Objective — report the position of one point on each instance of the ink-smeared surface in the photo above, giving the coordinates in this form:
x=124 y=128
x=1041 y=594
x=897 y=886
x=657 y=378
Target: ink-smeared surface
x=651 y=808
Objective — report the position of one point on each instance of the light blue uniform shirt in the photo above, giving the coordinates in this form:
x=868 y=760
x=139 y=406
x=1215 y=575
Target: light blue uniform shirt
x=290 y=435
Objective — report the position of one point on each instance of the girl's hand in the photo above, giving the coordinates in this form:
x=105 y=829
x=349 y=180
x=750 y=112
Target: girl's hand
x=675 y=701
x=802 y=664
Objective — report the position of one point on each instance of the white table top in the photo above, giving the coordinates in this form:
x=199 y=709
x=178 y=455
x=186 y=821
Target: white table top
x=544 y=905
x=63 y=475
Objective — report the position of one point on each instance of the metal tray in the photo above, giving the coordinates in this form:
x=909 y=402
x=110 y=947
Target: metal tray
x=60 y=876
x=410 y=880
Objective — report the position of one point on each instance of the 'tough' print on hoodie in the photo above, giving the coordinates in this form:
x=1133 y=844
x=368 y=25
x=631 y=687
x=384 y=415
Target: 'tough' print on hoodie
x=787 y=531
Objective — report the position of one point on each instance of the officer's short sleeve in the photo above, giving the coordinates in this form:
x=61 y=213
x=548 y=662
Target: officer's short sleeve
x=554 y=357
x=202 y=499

*Exercise brief*: In this exercise, repeat all entries exactly.

*Solution below*:
Objective — report the position of one point on each instance of the ink-smeared surface in the photo above, giving the coordinates in this form:
x=124 y=128
x=1041 y=594
x=897 y=886
x=657 y=378
Target: ink-smeared surface
x=651 y=808
Objective — report the position of one point on each instance of the light blue uniform shirt in the photo above, giving the coordinates in this form:
x=868 y=760
x=139 y=406
x=1215 y=575
Target: light blue uniform shirt
x=290 y=435
Objective — report the position of one point on each instance of the girl's hand in the photo above, giving the coordinates in this form:
x=105 y=829
x=349 y=180
x=750 y=112
Target: girl's hand
x=675 y=701
x=802 y=664
Objective — report the position of one point on each instance of the white table top in the photo above, giving the coordinates in this form:
x=199 y=709
x=178 y=455
x=186 y=821
Target: white table top
x=544 y=905
x=63 y=475
Objective — report the position of one point on each instance of the metal tray in the photo above, giving the coordinates in this form:
x=909 y=402
x=110 y=947
Target: metal tray
x=60 y=876
x=410 y=880
Objective — report the position of one point on each instance of the 'tough' print on hoodie in the photo above, giving the coordinates in this form:
x=1133 y=844
x=368 y=25
x=631 y=687
x=384 y=415
Target: 'tough' print on hoodie
x=787 y=531
Objective — report the position of one point on each instance of the officer's short sleeve in the photo above, giving the coordinates in this form:
x=61 y=213
x=548 y=662
Target: officer's short sleeve
x=554 y=357
x=202 y=499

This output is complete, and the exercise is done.